== Your instructions ==
Each record that follows should be transcribed word for word.

== Material for the task ==
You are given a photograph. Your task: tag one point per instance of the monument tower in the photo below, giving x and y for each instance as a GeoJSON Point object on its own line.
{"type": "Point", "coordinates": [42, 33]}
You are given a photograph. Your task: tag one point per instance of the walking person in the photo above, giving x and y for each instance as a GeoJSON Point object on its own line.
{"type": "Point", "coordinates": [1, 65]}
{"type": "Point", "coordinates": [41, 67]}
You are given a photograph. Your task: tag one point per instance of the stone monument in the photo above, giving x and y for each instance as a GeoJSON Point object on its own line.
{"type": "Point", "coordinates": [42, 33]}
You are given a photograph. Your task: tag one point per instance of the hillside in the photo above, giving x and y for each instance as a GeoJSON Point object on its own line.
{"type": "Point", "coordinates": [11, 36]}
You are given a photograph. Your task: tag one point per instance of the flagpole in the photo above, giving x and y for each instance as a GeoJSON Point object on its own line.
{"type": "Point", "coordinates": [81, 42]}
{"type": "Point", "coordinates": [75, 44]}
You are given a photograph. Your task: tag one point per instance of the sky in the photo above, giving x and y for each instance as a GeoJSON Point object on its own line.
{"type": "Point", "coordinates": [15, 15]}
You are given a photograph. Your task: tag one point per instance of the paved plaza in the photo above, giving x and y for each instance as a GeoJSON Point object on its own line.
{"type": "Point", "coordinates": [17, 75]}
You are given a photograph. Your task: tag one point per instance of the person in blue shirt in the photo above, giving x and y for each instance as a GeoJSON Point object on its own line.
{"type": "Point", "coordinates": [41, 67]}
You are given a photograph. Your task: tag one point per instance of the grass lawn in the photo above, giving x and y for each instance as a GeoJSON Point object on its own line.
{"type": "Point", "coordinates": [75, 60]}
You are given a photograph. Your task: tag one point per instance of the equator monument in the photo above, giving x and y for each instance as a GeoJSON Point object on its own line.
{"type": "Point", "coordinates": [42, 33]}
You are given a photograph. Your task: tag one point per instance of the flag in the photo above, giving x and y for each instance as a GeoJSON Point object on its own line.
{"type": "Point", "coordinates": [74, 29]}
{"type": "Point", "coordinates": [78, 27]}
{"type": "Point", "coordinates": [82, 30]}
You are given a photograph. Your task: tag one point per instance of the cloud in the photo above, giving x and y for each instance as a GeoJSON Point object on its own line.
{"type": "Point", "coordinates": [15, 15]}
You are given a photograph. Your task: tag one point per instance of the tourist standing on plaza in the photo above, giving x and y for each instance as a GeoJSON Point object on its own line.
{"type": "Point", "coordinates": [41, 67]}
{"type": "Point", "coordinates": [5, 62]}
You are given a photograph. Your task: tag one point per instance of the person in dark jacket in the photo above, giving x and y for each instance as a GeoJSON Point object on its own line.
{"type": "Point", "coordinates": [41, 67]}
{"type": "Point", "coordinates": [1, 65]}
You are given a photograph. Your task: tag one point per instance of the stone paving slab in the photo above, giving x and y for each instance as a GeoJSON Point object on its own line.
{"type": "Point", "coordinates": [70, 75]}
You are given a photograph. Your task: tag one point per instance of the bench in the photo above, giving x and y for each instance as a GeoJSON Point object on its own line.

== Exercise answer ==
You are given a photograph. Your task: tag one point per instance of the monument tower in the photo below, giving x and y for each instance as a GeoJSON Point object on its own line.
{"type": "Point", "coordinates": [42, 33]}
You are given a photograph. Your task: tag one point per instance of the walking person in the photo above, giving x and y for each instance as a GeoJSON Point object on its own line.
{"type": "Point", "coordinates": [1, 65]}
{"type": "Point", "coordinates": [41, 67]}
You are given a photograph. Your task: tag one point per instance of the stone monument in the photo above, giving x and y for each instance as a GeoJSON Point object on its own line.
{"type": "Point", "coordinates": [42, 33]}
You are given a photograph. Your task: tag one point per instance of the hillside in the photo above, giving x and y for each instance as a GeoJSON Point object on its own line.
{"type": "Point", "coordinates": [11, 36]}
You are given a photograph. Your task: tag one point per instance of the flagpole in the photo above, giving x and y for each instance as a GeoJSON Point object on its own line.
{"type": "Point", "coordinates": [81, 42]}
{"type": "Point", "coordinates": [75, 44]}
You are given a photograph. Your task: tag one point per instance of the sky in the photo above, giving x and y for each instance as a GeoJSON Point object on its own line.
{"type": "Point", "coordinates": [15, 15]}
You are given a photograph. Your task: tag one point per instance of the paved plaza in the photo above, giving x and y for each instance as a GeoJSON Point object on its own line.
{"type": "Point", "coordinates": [17, 75]}
You are given a photograph. Your task: tag one point per instance of the person in blue shirt in the photo above, giving x and y for each instance as a GeoJSON Point object on its own line.
{"type": "Point", "coordinates": [41, 67]}
You are given a photograph. Your task: tag one point per instance of the grass lawn in the photo above, giving x and y for each instance as a GeoJSON Point object on its own line.
{"type": "Point", "coordinates": [75, 60]}
You are given a photograph. Your task: tag one point per instance of the equator monument in the photo above, giving x and y for each instance as a GeoJSON Point object on its own line.
{"type": "Point", "coordinates": [42, 33]}
You are given a photograph. Your task: tag one point per instance of the flag in the photo above, giving x and y for each instance as a GeoJSON Point object on its own line.
{"type": "Point", "coordinates": [74, 29]}
{"type": "Point", "coordinates": [78, 27]}
{"type": "Point", "coordinates": [82, 30]}
You are given a photograph. Your task: tag one point per instance of the cloud in the photo above, giving x and y for each instance as a GeoJSON Point object on its own line.
{"type": "Point", "coordinates": [15, 15]}
You are given a photograph. Your task: tag one point per instance of the tourist standing on plaza in the photo above, giving x and y for each instance as a GeoJSON Point object on its own line.
{"type": "Point", "coordinates": [41, 67]}
{"type": "Point", "coordinates": [5, 62]}
You are given a photograph. Your task: tag one point per instance of the person in dark jacket in the photo above, giving x and y for each instance as a GeoJSON Point object on its own line.
{"type": "Point", "coordinates": [41, 67]}
{"type": "Point", "coordinates": [1, 65]}
You are given a photograph. Your task: tag one point per instance of the stone paving slab in the photo above, giving x and y for each instance as a GeoJSON Point object on its own line.
{"type": "Point", "coordinates": [70, 75]}
You are given a photograph. Your task: tag one point per instance of the bench in the photo above, giving x and y for each instance as a GeoJSON Point object on its own line.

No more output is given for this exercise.